─── Entries provided

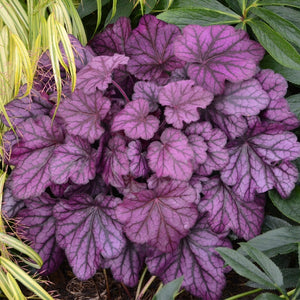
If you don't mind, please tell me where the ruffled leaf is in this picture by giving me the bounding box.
[54,194,126,280]
[199,178,265,240]
[76,54,129,95]
[117,180,198,252]
[146,218,231,300]
[50,135,97,184]
[147,128,194,180]
[57,89,111,143]
[159,80,213,129]
[18,193,64,275]
[174,25,264,95]
[111,99,159,140]
[125,15,183,80]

──────

• [Short exercise]:
Could you swap "ruffled leaf" for "curled leaf" throughout the lines above and write them out again with nothing else changed? Leave the pictures out of your version.

• [The reply]:
If you don't mind, please tell me where the curled leaf is in this picture by giving me the bounding box.
[54,194,126,280]
[199,178,265,240]
[76,54,129,95]
[117,180,198,252]
[146,218,231,300]
[50,135,97,184]
[147,128,194,180]
[57,89,111,143]
[159,80,213,129]
[18,193,64,275]
[174,25,264,95]
[111,99,159,140]
[125,15,183,80]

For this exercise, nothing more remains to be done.